| Work to be completed |
Output the entries word for word. Omit images.

[Excerpts from a dataset]
*****

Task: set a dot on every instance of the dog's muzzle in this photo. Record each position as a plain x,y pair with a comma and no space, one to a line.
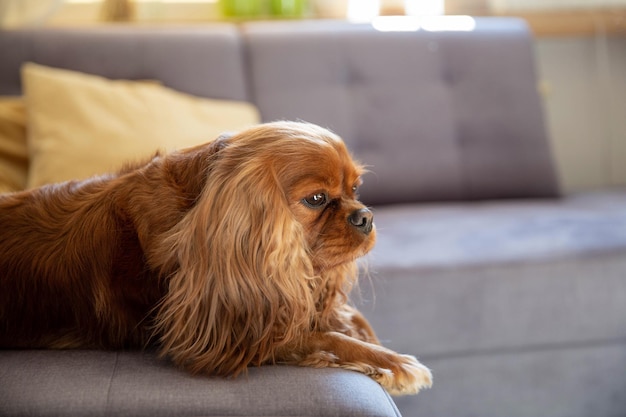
362,219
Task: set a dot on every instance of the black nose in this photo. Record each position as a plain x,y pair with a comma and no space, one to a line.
362,219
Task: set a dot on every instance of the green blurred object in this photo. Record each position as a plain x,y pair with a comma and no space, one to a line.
242,8
288,8
255,9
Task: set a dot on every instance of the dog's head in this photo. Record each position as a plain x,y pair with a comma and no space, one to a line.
305,172
271,243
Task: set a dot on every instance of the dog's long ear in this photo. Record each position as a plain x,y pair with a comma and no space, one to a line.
242,286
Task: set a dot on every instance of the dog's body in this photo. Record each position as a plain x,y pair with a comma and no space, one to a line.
235,253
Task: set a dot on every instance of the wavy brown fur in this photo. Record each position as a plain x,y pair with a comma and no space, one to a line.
212,253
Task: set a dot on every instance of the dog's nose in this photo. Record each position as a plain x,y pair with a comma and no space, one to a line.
362,219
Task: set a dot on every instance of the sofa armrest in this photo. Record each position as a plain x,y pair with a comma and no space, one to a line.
94,383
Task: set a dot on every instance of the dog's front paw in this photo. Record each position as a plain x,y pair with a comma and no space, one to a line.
406,375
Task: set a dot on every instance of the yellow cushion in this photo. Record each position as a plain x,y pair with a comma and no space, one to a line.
13,152
80,125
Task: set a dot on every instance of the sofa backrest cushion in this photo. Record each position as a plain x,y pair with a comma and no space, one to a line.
436,115
206,61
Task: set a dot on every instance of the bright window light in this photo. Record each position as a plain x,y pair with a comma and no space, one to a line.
427,23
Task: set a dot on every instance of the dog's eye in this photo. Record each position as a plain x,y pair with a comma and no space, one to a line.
316,200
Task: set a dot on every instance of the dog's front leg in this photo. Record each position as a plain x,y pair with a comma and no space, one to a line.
398,374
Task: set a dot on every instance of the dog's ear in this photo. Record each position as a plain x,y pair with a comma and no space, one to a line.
241,285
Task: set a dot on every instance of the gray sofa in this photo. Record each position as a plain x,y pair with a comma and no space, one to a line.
513,294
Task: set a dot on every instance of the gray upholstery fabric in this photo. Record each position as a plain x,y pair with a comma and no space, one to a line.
519,307
94,383
436,115
204,60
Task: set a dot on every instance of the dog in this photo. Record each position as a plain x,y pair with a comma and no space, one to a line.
240,252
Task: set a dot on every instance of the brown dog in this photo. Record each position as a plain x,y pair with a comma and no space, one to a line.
235,253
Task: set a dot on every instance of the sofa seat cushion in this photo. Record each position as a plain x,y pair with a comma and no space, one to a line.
101,383
463,279
496,297
455,235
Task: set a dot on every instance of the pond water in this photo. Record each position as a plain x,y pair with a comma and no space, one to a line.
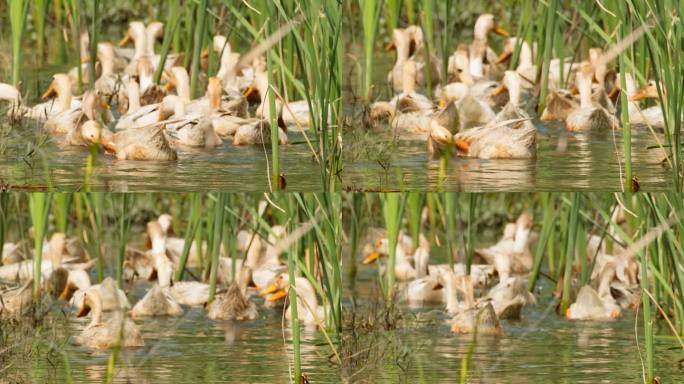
190,348
565,161
542,347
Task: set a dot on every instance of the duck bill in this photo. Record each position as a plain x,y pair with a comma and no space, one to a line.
462,145
84,310
640,95
499,90
501,32
371,258
503,57
126,40
248,92
268,290
50,92
279,294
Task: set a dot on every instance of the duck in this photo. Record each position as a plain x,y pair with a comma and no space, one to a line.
482,321
147,143
510,135
15,301
559,104
118,330
471,102
511,254
409,45
479,50
61,88
403,269
137,33
156,302
652,116
111,298
589,116
290,112
509,296
526,68
233,304
310,313
593,305
71,121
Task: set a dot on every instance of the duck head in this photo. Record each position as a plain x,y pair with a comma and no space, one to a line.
277,289
60,87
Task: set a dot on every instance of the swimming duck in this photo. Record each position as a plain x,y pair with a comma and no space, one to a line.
144,143
509,296
118,330
472,109
590,306
652,116
15,301
190,293
110,297
310,313
60,87
510,135
479,49
559,104
511,254
156,302
477,320
402,267
589,116
233,303
526,68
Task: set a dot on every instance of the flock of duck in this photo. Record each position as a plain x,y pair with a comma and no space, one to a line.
65,278
497,286
152,121
480,110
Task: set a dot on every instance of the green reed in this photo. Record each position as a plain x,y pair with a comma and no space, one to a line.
170,30
124,224
191,232
392,207
198,44
40,10
18,9
39,206
370,17
218,228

*****

| Exercise answer |
Task: set a dot on every instance of the dog's muzzle in this photo. Record each position as a plain x,y pair with a comma and no space, one to a line.
362,219
Task: set a dot on every instance of the black nose in this photo. Record each position as a plain x,y pair with a comma and no space, one to a line.
362,219
Task: set a dot on every instance of the green blurred object in this photo. Record each position as a plain x,y pair with a comma and no space, one to a line.
242,8
288,8
255,9
Task: set a dot on every instance of the dog's head in this photo. Record each position as a plain x,y pair with a comma and no space, one to a line.
305,172
271,243
Task: set a dot on every instance of the dog's long ear in this photo. Record each position as a plain x,y pair with a comma and no space, one to a line.
242,286
Task: set a dot on every instance of the dog's body in this photo. Record each position as a plain x,y pair with a comma and no space, one to a line.
235,253
Task: set a dot on every instance of the wavy brown fur in this photo. Record each position as a plain x,y pair with a comma and no space, one to a line.
212,253
Task: set a dot on every instance of the dog's nose in this photo. Record each position as a plain x,y pair with a comma and no space, one to a line.
362,219
Task: set a dot on every instance of the sofa armrest in this photo. Record each position as a plain x,y pair with a comma and no space, one to a line.
94,383
Task: set a dot on every instance of the dog's front paw in this photo. Record each position as a plain x,y pair with a comma and no space, one to a line.
406,375
Task: set a dot on every instance of the yellow cushion in this photo. Record each position as a plain x,y pair with a comma and no space, one to a line.
13,152
80,125
Task: set a dot on every instance of the sofa backrest cushion in this photo. Record each position as a plain x,y pair with a comma and no space, one to a line.
436,115
206,61
Task: set a dot on every instance of the bright window light in this photo. Record each position as a plain x,y pair with a comma and no space, one to a line.
427,23
Task: set a dot on every instance of the dog's eye in this photo. Record each position as a plain x,y pair with a comma and no space, one to a line.
316,200
Task: set a dot on every instance of the dog's front leg in this photo. Record each position as a plain x,y pair with a comma and no space, one to a line.
398,374
Task: set a dot on every instance of the dog's ear in this photo. Record each position as a plain x,y pair with a comma and no space, one to a line.
241,285
Task: set a dot on every instance of the gray sofa in this photo. Record each position as a plain x,y pair with a comma and no space, one to a line.
513,294
Task: set a dot on every instance of the gray upholstery fabric in this photo. Record each position as a plain x,y pair with a comma and no space, one to a line.
519,307
94,383
436,115
204,60
Task: set a dot on every instance of the dog in this photo. Record each position as a plain x,y pair with a comma and no space, one to a line.
240,252
Task: set a dot on every instance of the brown dog in this photo. Record each position as a plain x,y pair with a comma and no space, one to a line.
235,253
Task: set a dot on every instance of the sofa seat cushion in this photo. Record each position as a plain x,y pair with a comma and no space, one to a line.
101,383
463,279
496,297
455,235
Task: set a dot on every instance of the pond water in this photo. Record each position as a plain x,y pair with a comma and no space, one to a line.
190,348
565,161
542,347
Task: set a dot on every instance of the duck bill in this photo. Record each position as a plain x,y pair with a comma and no space, one to a line.
462,145
84,310
640,95
499,90
501,32
371,258
503,57
126,40
248,92
268,290
50,92
279,294
Task: set a dot on every instance of the duck in this photo. Record each position as a plain x,y pair with a comma and no space, one to a line.
482,321
147,143
510,135
15,301
559,104
118,330
471,102
511,254
409,45
479,50
61,88
403,269
137,33
156,302
652,116
111,298
589,116
290,112
509,296
526,68
233,304
310,313
593,305
71,121
Task: set a dot on every instance of the duck head in this photo. Record each position as a plain x,y pair with a comma and no space, one to a line.
277,289
60,87
Task: set a dot on every instance of the swimming duck in this photo. Record each position as a plain x,y pair with a comma and no space, one to a line.
144,143
509,296
118,330
472,109
590,306
652,116
15,301
190,293
110,297
310,313
60,87
510,135
479,49
559,104
511,254
156,302
477,320
402,267
589,116
233,303
526,68
Task: set a dot on every instance of the flock of duck in this photo. Record each position as a plain x,y pair with a comma and no space, one to a line.
65,278
497,286
152,121
480,110
Task: set a dot on every instance of the green reed in this photo. Record each position as a plain x,y pair with a comma and no space, one to a line.
170,30
124,224
191,232
392,207
198,44
40,10
18,9
39,206
370,17
218,228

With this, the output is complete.